__TASK INPUTS__
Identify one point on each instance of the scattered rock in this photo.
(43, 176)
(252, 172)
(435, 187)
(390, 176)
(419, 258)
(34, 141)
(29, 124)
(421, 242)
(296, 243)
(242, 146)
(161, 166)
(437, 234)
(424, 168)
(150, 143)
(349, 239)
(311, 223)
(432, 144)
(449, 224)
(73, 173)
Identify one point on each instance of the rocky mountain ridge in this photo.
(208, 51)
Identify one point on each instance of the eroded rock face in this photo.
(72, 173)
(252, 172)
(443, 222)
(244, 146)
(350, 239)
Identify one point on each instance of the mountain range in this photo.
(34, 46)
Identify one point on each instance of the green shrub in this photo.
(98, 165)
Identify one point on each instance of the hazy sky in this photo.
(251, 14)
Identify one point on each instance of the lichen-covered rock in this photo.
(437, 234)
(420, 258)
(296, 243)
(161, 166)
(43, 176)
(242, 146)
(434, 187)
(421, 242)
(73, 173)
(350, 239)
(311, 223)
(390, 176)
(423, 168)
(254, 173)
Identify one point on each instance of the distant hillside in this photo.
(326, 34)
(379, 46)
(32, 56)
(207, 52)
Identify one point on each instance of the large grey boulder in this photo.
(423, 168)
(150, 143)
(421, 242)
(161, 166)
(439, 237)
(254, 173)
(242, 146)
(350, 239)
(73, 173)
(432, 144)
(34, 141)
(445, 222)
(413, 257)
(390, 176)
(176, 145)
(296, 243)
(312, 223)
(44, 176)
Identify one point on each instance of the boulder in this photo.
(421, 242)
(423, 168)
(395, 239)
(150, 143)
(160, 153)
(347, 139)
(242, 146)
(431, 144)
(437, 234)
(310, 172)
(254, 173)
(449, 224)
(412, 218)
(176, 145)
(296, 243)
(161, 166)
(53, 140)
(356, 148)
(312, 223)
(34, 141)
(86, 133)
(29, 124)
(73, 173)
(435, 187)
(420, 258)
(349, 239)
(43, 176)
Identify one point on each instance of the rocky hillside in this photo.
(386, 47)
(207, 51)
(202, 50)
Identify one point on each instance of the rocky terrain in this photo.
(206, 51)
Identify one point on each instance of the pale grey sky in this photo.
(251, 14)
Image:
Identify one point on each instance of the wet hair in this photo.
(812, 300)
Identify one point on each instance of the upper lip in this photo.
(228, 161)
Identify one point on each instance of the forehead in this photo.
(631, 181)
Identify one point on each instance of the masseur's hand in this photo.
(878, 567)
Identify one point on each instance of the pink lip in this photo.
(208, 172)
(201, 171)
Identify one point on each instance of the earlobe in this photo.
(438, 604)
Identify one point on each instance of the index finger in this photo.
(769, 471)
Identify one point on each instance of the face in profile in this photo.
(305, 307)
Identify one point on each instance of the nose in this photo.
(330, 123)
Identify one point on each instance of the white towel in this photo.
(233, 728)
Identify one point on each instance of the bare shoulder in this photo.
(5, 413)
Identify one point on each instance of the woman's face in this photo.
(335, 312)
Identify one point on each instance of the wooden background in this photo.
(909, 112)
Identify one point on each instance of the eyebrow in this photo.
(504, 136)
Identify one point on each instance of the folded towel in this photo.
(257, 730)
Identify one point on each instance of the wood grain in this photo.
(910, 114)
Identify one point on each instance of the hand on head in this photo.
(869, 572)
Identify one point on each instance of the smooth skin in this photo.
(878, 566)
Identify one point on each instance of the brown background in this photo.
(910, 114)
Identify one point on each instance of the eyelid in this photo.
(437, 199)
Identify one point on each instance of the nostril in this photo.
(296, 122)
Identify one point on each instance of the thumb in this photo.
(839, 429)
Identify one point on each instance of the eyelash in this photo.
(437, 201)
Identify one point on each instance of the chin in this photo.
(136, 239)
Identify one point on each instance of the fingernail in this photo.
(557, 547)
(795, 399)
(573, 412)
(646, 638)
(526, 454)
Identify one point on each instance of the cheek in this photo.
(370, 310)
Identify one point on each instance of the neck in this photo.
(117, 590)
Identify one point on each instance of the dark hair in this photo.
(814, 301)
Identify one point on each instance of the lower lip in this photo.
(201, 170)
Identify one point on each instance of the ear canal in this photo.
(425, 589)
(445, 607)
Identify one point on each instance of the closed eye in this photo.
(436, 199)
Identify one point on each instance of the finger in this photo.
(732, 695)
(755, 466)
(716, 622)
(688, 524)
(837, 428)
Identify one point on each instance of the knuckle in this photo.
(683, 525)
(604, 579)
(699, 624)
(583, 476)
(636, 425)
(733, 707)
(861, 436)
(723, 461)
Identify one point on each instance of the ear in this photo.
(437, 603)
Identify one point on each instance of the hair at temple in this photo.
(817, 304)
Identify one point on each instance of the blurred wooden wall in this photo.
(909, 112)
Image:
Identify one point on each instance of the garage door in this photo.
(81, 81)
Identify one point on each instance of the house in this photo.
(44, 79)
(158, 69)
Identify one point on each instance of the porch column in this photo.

__TASK DIRECTIONS__
The response must consist of all the data, reproduced without alteration.

__RESULT FOR THIS EXERCISE__
Identify one point on each instance of the scattered rock in this photo.
(43, 176)
(252, 172)
(435, 187)
(390, 176)
(419, 258)
(34, 141)
(29, 124)
(421, 242)
(296, 243)
(242, 146)
(161, 166)
(437, 234)
(424, 168)
(150, 143)
(349, 239)
(311, 223)
(432, 144)
(449, 224)
(73, 173)
Identify one point on each instance of the rocky mountain ridge in this photo.
(208, 51)
Identify one point on each instance of the eroded rock face in this photo.
(72, 173)
(252, 172)
(443, 222)
(244, 146)
(350, 239)
Identify one point on each instance of the mountain range in this photo.
(34, 46)
Identify one point on each instance of the green shrub in this photo.
(98, 165)
Identify one point on each instance of the hazy sky in this photo.
(251, 14)
Identify one point on each instance of the lichen-covered rock in this photo.
(437, 234)
(420, 258)
(296, 243)
(161, 166)
(43, 176)
(242, 146)
(434, 187)
(421, 242)
(73, 173)
(350, 239)
(311, 223)
(390, 176)
(423, 168)
(254, 173)
Identify one point on each instance of the distant hillside in this photo.
(326, 34)
(379, 46)
(32, 56)
(207, 52)
Identify one point on each instance of the large grey boulder in this photo.
(423, 168)
(150, 143)
(421, 242)
(161, 166)
(439, 237)
(254, 173)
(242, 146)
(350, 239)
(73, 173)
(432, 144)
(34, 141)
(445, 222)
(413, 257)
(390, 176)
(176, 145)
(296, 243)
(312, 223)
(44, 176)
Identify one point on each instance of the boulder in this photo.
(421, 242)
(423, 168)
(395, 239)
(150, 143)
(160, 153)
(347, 139)
(242, 146)
(431, 144)
(437, 234)
(310, 172)
(254, 173)
(449, 224)
(412, 218)
(176, 145)
(296, 243)
(161, 166)
(53, 140)
(356, 148)
(312, 223)
(34, 141)
(86, 133)
(29, 124)
(73, 173)
(435, 187)
(420, 258)
(349, 239)
(43, 176)
Identify one point on each instance of the rocky hillside in this photo.
(386, 47)
(207, 51)
(202, 50)
Identify one point on each instance of the rocky terrain in this photo.
(206, 51)
Identify one point on each instance of the pale grey sky in this photo.
(251, 14)
Image:
Identify one point on each instance of the wet hair in this photo.
(812, 300)
Identify one point on each instance of the upper lip in this photo.
(228, 161)
Identify one point on each instance of the forehead in this photo.
(631, 181)
Identify one point on each instance of the masseur's hand in this photo.
(878, 567)
Identify one point on each instance of the pink lip in this photo.
(208, 172)
(201, 171)
Identify one point on each instance of the earlobe in this photo.
(438, 604)
Identify one point on each instance of the index finger in this photo.
(769, 471)
Identify one point on each instance of the face in profile in this photo.
(305, 307)
Identify one point on each instance of the nose in this photo.
(330, 123)
Identify one point on each instance of the white towel in this photo.
(233, 728)
Identify one point on each instance of the bare shoulder in this photo.
(5, 413)
Identify one point on each instance of the woman's face in this photo.
(335, 312)
Identify one point on each instance of the wooden background in this photo.
(909, 112)
Identify one point on each instance of the eyebrow in this photo.
(504, 136)
Identify one point on each instance of the folded towel in this photo.
(257, 730)
Identify one point on each instance of the wood grain in this photo.
(910, 114)
Identify one point on each instance of the hand on head in this photo.
(869, 572)
Identify one point on each instance of the smooth skin in this photo.
(878, 566)
Identify one point on each instance of the brown background in this photo.
(910, 114)
Identify one point on each instance of the eyelid in this photo.
(437, 199)
Identify one point on each instance of the nostril in this photo.
(296, 122)
Identify one point on each instance of the thumb in this photo.
(839, 429)
Identify one point on each instance of the eyelash in this photo.
(437, 201)
Identify one point on each instance of the chin in this photo.
(136, 239)
Identify one point on each instance of the fingernail in this photo.
(557, 547)
(795, 399)
(573, 412)
(646, 638)
(526, 454)
Identify one point on each instance of the cheek in this photo.
(370, 310)
Identify one point on each instance of the neck in this photo.
(117, 590)
Identify one point on each instance of the dark hair in this photo.
(814, 301)
Identify one point on each instance of the lower lip in this photo.
(201, 170)
Identify one point on each instance of the ear canal in this photo.
(425, 589)
(445, 607)
Identify one point on each instance of the closed eye in this photo.
(436, 199)
Identify one point on each instance of the finger in this photo.
(732, 695)
(755, 466)
(716, 622)
(688, 524)
(837, 428)
Identify one point on each instance of the knuckle in this photo.
(683, 525)
(604, 579)
(699, 624)
(583, 476)
(636, 425)
(733, 707)
(861, 436)
(723, 461)
Identify one point on each instance of the ear in this photo.
(437, 603)
Identify one point on each instance of the hair at temple in this photo.
(817, 304)
Identify one point on each instance of the blurred wooden wall in this photo.
(909, 112)
Image:
Identify one point on each instance of the garage door in this photo.
(81, 81)
Identify one point on each instance of the house in this photo.
(44, 79)
(158, 69)
Identify one point on each instance of the porch column in this photo.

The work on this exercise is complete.